### [Required work]
Retype the tail of the data exactly, starting at the line containing "Indicate the real" and stopping at the last line.

━━━━━ Input data

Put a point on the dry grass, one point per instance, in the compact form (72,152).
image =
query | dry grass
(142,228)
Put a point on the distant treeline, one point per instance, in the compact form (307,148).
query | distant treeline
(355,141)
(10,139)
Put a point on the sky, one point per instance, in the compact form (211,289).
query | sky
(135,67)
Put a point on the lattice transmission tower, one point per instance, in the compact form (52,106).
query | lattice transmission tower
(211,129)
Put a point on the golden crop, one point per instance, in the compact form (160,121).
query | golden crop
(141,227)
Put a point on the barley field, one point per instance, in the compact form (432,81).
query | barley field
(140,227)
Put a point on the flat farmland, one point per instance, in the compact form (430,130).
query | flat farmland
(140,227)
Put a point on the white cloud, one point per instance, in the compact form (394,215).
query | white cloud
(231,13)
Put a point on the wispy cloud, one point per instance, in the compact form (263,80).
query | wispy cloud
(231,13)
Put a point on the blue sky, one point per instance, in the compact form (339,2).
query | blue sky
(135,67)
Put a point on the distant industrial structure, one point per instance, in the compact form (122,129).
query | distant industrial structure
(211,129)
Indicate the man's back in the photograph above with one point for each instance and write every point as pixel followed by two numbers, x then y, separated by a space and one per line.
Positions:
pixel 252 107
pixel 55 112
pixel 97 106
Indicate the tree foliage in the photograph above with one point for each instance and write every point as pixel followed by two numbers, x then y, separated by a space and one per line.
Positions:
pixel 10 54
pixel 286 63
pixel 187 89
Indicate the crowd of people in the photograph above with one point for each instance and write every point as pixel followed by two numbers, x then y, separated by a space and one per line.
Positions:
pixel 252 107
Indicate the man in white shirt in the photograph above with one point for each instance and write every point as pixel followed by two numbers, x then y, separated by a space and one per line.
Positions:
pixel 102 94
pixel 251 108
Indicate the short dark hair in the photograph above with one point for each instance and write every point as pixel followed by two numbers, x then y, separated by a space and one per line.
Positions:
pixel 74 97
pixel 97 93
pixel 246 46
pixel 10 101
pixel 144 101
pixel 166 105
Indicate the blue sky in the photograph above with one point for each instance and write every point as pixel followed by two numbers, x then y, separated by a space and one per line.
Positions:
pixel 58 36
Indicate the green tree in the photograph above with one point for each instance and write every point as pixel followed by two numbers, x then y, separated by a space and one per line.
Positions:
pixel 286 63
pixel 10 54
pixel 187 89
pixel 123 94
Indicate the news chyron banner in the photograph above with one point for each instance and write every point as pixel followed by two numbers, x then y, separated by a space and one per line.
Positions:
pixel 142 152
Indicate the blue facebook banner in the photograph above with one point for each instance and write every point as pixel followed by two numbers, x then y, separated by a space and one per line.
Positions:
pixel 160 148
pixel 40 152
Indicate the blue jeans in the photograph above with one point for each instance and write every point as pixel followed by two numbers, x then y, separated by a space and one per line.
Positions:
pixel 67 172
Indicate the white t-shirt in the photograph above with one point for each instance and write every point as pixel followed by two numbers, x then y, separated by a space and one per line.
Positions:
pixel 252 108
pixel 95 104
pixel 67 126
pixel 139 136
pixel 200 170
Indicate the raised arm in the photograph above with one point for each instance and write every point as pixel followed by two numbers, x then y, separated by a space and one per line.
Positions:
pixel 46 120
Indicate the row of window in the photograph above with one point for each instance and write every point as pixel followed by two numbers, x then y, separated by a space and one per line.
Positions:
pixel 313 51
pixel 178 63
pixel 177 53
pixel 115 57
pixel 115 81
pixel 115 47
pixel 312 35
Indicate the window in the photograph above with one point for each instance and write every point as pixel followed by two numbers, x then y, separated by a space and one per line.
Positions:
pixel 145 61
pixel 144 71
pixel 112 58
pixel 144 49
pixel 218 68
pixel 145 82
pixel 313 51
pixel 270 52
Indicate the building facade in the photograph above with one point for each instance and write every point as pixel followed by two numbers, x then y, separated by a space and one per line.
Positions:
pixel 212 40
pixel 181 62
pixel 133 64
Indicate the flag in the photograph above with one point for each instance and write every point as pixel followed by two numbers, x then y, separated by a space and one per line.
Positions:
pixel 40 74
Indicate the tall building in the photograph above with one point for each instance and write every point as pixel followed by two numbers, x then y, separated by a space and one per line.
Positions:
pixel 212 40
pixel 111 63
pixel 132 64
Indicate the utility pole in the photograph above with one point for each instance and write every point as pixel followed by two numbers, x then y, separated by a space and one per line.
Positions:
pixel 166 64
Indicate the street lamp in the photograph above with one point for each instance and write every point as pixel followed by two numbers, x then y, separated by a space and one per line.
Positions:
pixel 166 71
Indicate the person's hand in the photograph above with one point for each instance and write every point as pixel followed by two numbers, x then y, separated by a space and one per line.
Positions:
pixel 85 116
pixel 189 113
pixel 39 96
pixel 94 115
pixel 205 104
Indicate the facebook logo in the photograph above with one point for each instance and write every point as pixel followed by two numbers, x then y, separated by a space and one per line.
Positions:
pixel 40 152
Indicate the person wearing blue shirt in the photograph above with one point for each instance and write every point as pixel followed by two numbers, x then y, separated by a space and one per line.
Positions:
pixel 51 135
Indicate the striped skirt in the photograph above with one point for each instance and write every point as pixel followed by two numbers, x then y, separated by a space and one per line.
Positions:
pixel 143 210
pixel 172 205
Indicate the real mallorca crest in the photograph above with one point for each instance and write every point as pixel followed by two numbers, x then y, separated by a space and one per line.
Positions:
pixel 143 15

━━━━━━━━━━

### [Answer for this exercise]
Indicate the real mallorca crest in the photograph above with one point for each instance and write every point as pixel followed by two numbers, x then y, separated by a space and one per line.
Positions:
pixel 143 15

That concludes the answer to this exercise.